> [Work to complete] Tally the lines in the listing below that contain "Locate" and report the tally alone.

==== Data

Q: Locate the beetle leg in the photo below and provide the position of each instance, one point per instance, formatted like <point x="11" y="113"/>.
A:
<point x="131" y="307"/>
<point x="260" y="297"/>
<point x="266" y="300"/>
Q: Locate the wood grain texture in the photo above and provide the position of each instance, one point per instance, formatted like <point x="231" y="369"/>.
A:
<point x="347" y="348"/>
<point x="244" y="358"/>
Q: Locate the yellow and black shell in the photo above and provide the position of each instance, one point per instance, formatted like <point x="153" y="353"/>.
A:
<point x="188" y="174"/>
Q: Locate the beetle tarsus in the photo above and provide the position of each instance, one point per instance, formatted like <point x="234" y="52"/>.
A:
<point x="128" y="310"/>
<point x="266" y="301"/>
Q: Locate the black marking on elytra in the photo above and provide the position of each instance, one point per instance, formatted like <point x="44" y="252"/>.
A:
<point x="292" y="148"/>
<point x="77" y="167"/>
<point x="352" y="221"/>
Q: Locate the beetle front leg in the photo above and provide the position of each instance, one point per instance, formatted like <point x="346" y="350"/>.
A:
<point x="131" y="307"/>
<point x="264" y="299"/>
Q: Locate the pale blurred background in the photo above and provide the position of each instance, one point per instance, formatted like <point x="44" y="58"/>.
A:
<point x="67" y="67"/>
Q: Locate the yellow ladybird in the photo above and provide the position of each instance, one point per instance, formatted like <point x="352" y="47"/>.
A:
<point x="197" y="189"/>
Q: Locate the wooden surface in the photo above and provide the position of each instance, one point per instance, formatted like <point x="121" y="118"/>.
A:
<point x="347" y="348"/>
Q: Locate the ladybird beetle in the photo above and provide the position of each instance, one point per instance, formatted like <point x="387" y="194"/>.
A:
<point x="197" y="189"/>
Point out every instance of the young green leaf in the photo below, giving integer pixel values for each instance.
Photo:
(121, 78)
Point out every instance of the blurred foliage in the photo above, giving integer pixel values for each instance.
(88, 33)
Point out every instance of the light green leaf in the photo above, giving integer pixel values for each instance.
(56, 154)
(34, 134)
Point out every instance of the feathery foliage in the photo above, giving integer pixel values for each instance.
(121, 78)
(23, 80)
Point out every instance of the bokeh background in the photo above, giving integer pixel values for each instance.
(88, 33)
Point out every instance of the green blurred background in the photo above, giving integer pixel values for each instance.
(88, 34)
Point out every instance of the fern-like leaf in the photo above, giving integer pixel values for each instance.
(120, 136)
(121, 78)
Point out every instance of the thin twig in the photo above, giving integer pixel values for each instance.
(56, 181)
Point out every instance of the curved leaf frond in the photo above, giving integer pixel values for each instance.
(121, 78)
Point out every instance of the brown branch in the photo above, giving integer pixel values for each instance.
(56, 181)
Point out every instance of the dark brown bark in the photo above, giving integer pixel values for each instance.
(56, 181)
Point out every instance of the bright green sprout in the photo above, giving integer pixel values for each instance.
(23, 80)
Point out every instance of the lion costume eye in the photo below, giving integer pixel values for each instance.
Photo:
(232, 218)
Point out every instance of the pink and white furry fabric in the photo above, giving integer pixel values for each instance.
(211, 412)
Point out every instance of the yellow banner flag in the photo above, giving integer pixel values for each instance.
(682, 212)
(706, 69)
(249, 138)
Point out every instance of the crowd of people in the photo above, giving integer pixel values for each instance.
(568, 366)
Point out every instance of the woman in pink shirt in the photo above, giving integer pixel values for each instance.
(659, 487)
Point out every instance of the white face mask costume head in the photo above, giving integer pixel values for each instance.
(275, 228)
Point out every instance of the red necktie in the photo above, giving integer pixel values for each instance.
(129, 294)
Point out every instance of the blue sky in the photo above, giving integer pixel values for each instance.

========

> [Solution to this task] 10